Short problem:
Turn the material below into a numbered list with one line per item, omitting any blank lines.

Records for processing:
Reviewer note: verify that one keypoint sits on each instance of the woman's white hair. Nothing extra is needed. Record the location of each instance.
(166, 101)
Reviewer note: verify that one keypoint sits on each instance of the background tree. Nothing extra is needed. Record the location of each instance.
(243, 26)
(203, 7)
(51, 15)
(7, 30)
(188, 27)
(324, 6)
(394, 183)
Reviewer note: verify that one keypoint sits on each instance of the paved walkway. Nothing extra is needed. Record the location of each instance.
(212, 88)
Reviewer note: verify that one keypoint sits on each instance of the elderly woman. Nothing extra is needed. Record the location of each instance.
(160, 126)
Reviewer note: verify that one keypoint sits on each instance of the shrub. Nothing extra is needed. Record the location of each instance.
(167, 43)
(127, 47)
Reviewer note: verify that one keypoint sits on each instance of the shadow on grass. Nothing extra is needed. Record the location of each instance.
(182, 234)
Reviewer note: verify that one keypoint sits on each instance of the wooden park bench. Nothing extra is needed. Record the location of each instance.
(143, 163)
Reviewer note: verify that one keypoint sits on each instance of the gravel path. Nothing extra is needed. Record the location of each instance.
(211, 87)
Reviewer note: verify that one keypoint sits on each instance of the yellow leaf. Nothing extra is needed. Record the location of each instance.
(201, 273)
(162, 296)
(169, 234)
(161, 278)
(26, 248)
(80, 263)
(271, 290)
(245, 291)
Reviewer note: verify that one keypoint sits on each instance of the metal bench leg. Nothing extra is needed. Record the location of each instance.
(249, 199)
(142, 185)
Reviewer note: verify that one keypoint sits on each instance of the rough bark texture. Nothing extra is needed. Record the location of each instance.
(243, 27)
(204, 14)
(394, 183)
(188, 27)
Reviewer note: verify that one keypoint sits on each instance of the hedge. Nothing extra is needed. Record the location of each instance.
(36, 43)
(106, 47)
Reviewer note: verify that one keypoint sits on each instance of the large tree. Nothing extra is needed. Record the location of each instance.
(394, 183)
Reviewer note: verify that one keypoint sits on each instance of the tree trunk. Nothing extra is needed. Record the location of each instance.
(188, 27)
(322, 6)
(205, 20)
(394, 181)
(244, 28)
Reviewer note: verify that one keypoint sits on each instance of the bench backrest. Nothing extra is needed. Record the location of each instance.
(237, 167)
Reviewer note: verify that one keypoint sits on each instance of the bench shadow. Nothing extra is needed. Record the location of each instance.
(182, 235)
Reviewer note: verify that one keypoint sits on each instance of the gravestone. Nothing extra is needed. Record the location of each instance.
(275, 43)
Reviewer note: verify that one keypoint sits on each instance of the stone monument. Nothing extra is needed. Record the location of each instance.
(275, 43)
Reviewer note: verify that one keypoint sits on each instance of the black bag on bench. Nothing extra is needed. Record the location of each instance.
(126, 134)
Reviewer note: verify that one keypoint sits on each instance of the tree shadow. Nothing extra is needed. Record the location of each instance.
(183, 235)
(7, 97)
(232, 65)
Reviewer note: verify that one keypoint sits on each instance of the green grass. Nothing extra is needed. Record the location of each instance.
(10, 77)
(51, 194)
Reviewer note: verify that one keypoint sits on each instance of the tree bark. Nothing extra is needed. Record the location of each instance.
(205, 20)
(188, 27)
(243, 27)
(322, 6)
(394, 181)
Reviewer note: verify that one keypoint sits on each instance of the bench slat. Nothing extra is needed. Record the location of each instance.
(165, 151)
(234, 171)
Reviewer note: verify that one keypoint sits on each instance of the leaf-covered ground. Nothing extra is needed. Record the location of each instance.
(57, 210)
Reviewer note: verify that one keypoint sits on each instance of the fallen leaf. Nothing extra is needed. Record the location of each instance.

Answer below:
1. Reviewer note: verify that one keypoint sits on each instance of the woman's white hair. Nothing extra is needed. Record the location of each instance.
2. (166, 101)
3. Reviewer note: verify that one keypoint sits on each instance of the background tree. Nothing extra is needed. Record the location of each instance.
4. (243, 26)
5. (203, 7)
6. (51, 15)
7. (7, 30)
8. (188, 27)
9. (324, 6)
10. (394, 183)
11. Reviewer note: verify that one keypoint sits on each instance of the paved walkway. Nothing extra is needed. Record the location of each instance.
12. (212, 88)
13. Reviewer note: verify that one keypoint sits on each instance of the elderly woman. Nothing extra is needed. Record the location of each instance.
14. (160, 126)
15. Reviewer note: verify that one keypoint sits on each instance of the shrub. Nothing extra is needed. Record the location of each instance.
16. (167, 43)
17. (127, 47)
18. Reviewer note: verify that one keypoint sits on each instance of the shadow on grass. Nothing extra is needed. Record the location of each instance.
19. (182, 234)
20. Reviewer note: verify that one keypoint sits on each instance of the wooden park bench. Nothing extra is needed. Record the location of each instance.
21. (143, 163)
22. Reviewer note: verify that one keypoint sits on each instance of the gravel path. Nothing extra is needed. Record the location of each instance.
23. (211, 87)
24. Reviewer note: verify that one keypoint sits on each instance of the yellow leaf. Nothing extra is needed. Record the location of each instance.
25. (201, 273)
26. (162, 296)
27. (169, 234)
28. (161, 278)
29. (26, 248)
30. (80, 263)
31. (271, 290)
32. (245, 291)
33. Reviewer note: verify that one keypoint sits on each instance of the metal bench leg. Nothing extra is needed. Record the location of each instance.
34. (249, 199)
35. (142, 185)
36. Reviewer note: verify that one keypoint sits on each instance of the rough bark texture. Nothing extra is needed. Record the location of each instance.
37. (243, 27)
38. (204, 14)
39. (394, 183)
40. (188, 27)
41. Reviewer note: verify that one keypoint sits on each instance of the hedge. Nothing extra is needed. Record the location of each instance.
42. (36, 43)
43. (106, 47)
44. Reviewer note: verify that one keypoint sits on each instance of the large tree. Nothing extra is needed. Record the location of each instance.
45. (394, 183)
46. Reviewer note: verify that one keypoint sits on each instance of the tree trunk. Nothing extra is needed. Record the location of each instance.
47. (188, 27)
48. (322, 6)
49. (205, 20)
50. (394, 181)
51. (244, 28)
52. Reviewer note: verify that one keypoint sits on each instance of the bench backrest. Nothing extra is needed. Record the location of each instance.
53. (237, 167)
54. Reviewer note: verify that one keypoint sits on each instance of the bench shadow. Nothing extra is needed. Record the location of each instance.
55. (182, 235)
56. Reviewer note: verify that one keypoint sits on each instance of the gravestone. Nothing extra is needed. Record the location of each instance.
57. (275, 43)
58. Reviewer note: verify that one keypoint sits on each instance of the stone monument. Nothing extra is needed. Record the location of each instance.
59. (275, 43)
60. Reviewer note: verify that one keypoint sits on each instance of the black bag on bench. Nothing extra is needed. Record the location of each instance.
61. (126, 134)
62. Reviewer note: verify that one keypoint sits on each instance of the tree shadow. Nothing extra is needed. Record the location of each instance.
63. (183, 235)
64. (7, 97)
65. (232, 65)
66. Reviewer note: verify that one keypoint sits on each instance of the green grass. Nothing extra is needed. Record the location of each instance.
67. (10, 77)
68. (51, 194)
69. Reviewer note: verify that one keypoint sits on each instance of the tree bark. Nothing extra is needed. Record the location of each instance.
70. (205, 20)
71. (188, 27)
72. (243, 27)
73. (322, 6)
74. (394, 181)
75. Reviewer note: verify that one keypoint sits on each instance of the bench slat. Nothing extra is needed. Record the location of each instance.
76. (165, 151)
77. (234, 171)
78. Reviewer note: verify that one keypoint sits on each instance of the leaf-covered ground. Nothing extra is needed. Record the location of each instance.
79. (57, 210)
80. Reviewer note: verify that one keypoint sits on each instance of the fallen leaf. Nothing extra is needed. Record the location of each instance.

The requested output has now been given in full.